[Start of PROVIDED TEXT]
The Wagner Group's Inner Circle

Key Players in Russia's Shadow Army
Blog Post
A photo of Yevgeny Prigozhin in Rostov during the Wagner Group mutiny of June 2022.
Feb. 28, 2025

This blog post offers an overview of key figures in the Wagner Group-Russian government nexus, supplementing our comprehensive report. For a full analysis and deeper insights, we encourage readers to explore the complete report, The Wagner Group’s Little Black Book: Decoding Command and Control of Russia’s Irregular Forces.

Yevgeny Prigozhin

On a day-to-day basis, the head of the Wagner Group managed the businesses that facilitated the network’s paramilitary wing, liaised with high-level officials within the Russian government, including the president’s office, and personally steered information operations such as Lakhta Media, one of the entities accused of meddling in the 2016 U.S. presidential election. From his perch in the back office’s St. Petersburg hub, Prigozhin’s calendar was filled with meetings: lawyers, accountants, filmmakers, media managers, and real estate specialists, all working to keep his sprawling empire of hundreds of limited liability companies (LLCs) humming along.

In the last year of his life Prigozhin often made grandiose claims about his role as a swashbuckling paramilitary leader. But the available data painted a somewhat different picture, indicating that he likely rarely directly oversaw Wagner’s military field operations. He delegated that task to Wagner Group director Andrei Troshev, who served as Prigozhin’s primary conduit to the group’s paramilitary wing. This division of labor underscores the Wagner Group's dual nature: part business venture, part shadow army.

Analysis of leaked documents, calendar entries, and a network mapping of the paramilitary’s administrative structures and phone book schema further confirms that Prigozhin was more an executive frontman than paramilitary commander. Instead, it appears that high-level Kremlin gatekeepers inside President Vladimir Putin’s office and in the upper echelons of the defense ministry controlled and shaped the overall strategy while active duty and semi-retired reserve officials in Russia’s military and security services coordinated operations at the field level.

Prigozhin’s personal calendar from 2012 to 2022 reads like a Kremlin rolodex, revealing a decade of extensive coordination with Russia’s military and security elite. Between 2012 and 2022, he held 128 meetings with Anton Vaino, Putin’s chief of staff and likely Prigozhin’s most direct line to the president. Prigozhin’s calendar entries confirm that he met at least twice with Andrei Belousov during his tenure as First Deputy Prime Minister and Putin’s economic advisor. Moreover, reporting by the Dossier Center suggests that the two likely met more frequently and enjoyed cozy relations, working closely to resolve any issues that came up with management of the Wagner portfolio on an informal basis almost from the inception of the Wagner Group concept in 2014. Belousov would go on to replace Sergei Shoigu as Minister of Defense in May 2024.

Prigozhin’s calendar shows occasional meetings with then-Minister of Defense Sergei Shoigu and Chief of the General Staff Valery Gerasimov, but the bulk of his recorded interactions were with deputy defense ministers and heads of defense ministry directorates. Prigozhin met at least 122 times with Ruslan Tsalikov, the first deputy minister of defense and Shoigu’s longtime close associate. He also met 91 times with Dmitry Bulgakov, deputy minister of defense for logistics, who played a central role in provisioning the Wagner Group with equipment and transportation resources.
[End of PROVIDED TEXT]
[Start of RECORDED INFORMATION]
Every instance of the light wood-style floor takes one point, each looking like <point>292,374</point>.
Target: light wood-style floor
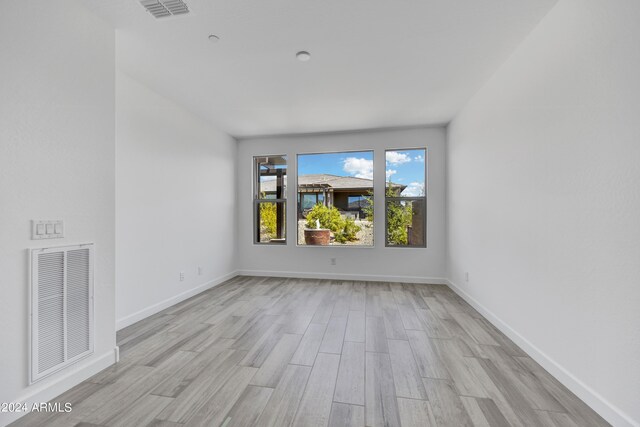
<point>276,352</point>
[End of RECORDED INFORMATION]
TASK INSTRUCTIONS:
(a) According to the blog post on the Wagner Group's inner circle, how many times did Prigozhin meet with Anton Vaino between 2012 and 2022?
(b) Pick up the blog post on the Wagner Group's inner circle right after its last sentence and keep it going.

ANSWERS GIVEN:
(a) 128 times.

(b)
Both Tsalikov and Bulgakov were caught up in the sweeping purge the Kremlin initiated in the wake of the Wagner mutiny. Putin removed Tsalikov from his position in June 2024, part of a cabinet shuffle that saw the ouster of four top deputy defense officials on the same day who oversaw ministry finance, contracting, and information management. The government dismissed Bulgakov in September 2022 due to logistical failures during Russia’s full-scale invasion of Ukraine and arrested him on corruption charges in July 2024. Bulgakov’s replacement, Mikhail Mizintsev, also appears in Prigozhin’s calendar: he served as the Ministry of Defense’s logistics chief for less than a year before joining the Wagner Group as deputy commander. Timur Ivanov, another deputy minister of defense, appeared in Prigozhin’s calendar 15 times. As with Bulgakov, authorities dismissed and arrested Ivanov on corruption charges in April 2024.

Prigozhin’s calendar shows four meetings with Sergei Rudskoy, head of the Main Operations Directorate; 23 with Igor Kostyukov, chief of the GRU, Russia’s military intelligence agency; and 17 with Kostyukov’s deputy, Vladimir Alekseyev, who was a key architect of both the Wagner Group and Redut, a paramilitary recruiting hub that has largely supplanted Wagner in Ukraine. This constant engagement with the top echelons of Russia’s military, security, and intelligence establishment points to Prigozhin’s role as the chief liaison between the state and the Wagner Group.

Beyond these high-level government contacts, Prigozhin focused on steering his business interests, taking a particularly keen interest in the network’s information operations. He met frequently with figures like Mikhail Burchik, who headed Lakhta Media and spearheaded Internet Research Agency disinformation campaigns, and lawyer Yevgeny Burleev, whose team coordinated Prigozhin’s international lawfare campaigns, including lawsuits against foreign investigative journalists. Prigozhin also maintained regular contact with Valery Chekalov, the Wagner Group’s logistics chief, likely ensuring the paramilitary wing had what it needed to operate across multiple theaters.

A photo of Andrei Troshev.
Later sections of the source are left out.